| EXERCISE OBJECTIVE |
Copy out the data below word for word, keeping every line in its original order.

[Dataset excerpt]
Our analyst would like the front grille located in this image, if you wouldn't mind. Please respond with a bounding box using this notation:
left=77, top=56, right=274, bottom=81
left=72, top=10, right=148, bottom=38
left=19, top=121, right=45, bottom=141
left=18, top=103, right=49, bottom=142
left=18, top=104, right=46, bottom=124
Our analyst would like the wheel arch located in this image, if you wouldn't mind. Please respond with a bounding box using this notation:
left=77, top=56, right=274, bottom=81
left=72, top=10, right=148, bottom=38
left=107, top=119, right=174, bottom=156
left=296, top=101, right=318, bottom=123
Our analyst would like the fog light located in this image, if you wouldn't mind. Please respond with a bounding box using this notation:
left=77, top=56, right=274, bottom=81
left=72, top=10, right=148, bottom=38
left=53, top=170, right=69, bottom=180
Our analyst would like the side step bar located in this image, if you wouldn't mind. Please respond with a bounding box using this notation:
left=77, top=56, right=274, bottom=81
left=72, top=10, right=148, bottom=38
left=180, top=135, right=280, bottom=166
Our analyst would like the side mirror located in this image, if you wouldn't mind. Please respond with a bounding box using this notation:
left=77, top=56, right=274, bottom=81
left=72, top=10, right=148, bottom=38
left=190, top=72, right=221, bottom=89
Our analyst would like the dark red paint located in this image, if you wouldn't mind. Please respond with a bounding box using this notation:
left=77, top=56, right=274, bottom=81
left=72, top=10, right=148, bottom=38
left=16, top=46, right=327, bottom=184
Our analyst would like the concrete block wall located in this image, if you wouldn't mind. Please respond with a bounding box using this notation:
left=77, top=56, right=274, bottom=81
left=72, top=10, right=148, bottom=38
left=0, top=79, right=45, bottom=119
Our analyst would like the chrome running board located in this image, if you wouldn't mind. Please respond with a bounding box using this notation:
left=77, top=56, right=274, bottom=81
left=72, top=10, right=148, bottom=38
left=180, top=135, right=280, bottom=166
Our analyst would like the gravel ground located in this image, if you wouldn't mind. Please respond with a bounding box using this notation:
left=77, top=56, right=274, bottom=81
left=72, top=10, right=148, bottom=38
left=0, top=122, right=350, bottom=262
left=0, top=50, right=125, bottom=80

| ANSWER TO THIS TASK |
Our analyst would like the front grille located in this image, if you wouldn't mind. Please respond with a bounding box using this notation:
left=77, top=56, right=274, bottom=81
left=72, top=10, right=148, bottom=38
left=19, top=121, right=45, bottom=141
left=18, top=103, right=49, bottom=142
left=18, top=104, right=46, bottom=124
Our analyst would like the wheel arch located in this image, if you wouldn't mind. Please respond with a bounding box using this notation:
left=77, top=56, right=274, bottom=81
left=72, top=10, right=148, bottom=38
left=107, top=119, right=174, bottom=156
left=296, top=101, right=318, bottom=123
Our analyst would like the fog light located in this image, if you wouldn't mind. Please respond with a bounding box using this notation:
left=77, top=56, right=274, bottom=81
left=72, top=10, right=148, bottom=38
left=53, top=170, right=69, bottom=180
Our analyst would like the side step bar located in this image, if you wouldn't mind. Please respond with a bounding box using this notation:
left=77, top=56, right=274, bottom=81
left=72, top=10, right=148, bottom=38
left=180, top=135, right=280, bottom=166
Our analyst would like the side mirror located in this image, if you wouldn't mind. Please respond with a bounding box using this notation:
left=77, top=56, right=274, bottom=81
left=72, top=10, right=148, bottom=38
left=190, top=72, right=221, bottom=89
Our analyst would like the dark red paint located in this image, if you wouldn't mind. Please respond with a bounding box using this notation:
left=77, top=56, right=274, bottom=81
left=72, top=10, right=148, bottom=38
left=16, top=46, right=327, bottom=184
Our analyst would like the concrete block wall located in this image, if you wouldn't mind. Please respond with a bounding box using this notation:
left=77, top=56, right=274, bottom=81
left=72, top=10, right=148, bottom=38
left=0, top=79, right=45, bottom=119
Our analyst would like the chrome running board located in this image, if you wouldn't mind. Please respond with a bounding box using this notation:
left=77, top=56, right=274, bottom=81
left=72, top=10, right=148, bottom=38
left=180, top=135, right=280, bottom=166
Our analyst would like the gravel ground located in this image, if you wouldn't mind. Please respond with a bounding box using this notation:
left=77, top=56, right=274, bottom=81
left=72, top=10, right=148, bottom=38
left=0, top=122, right=350, bottom=262
left=0, top=50, right=125, bottom=80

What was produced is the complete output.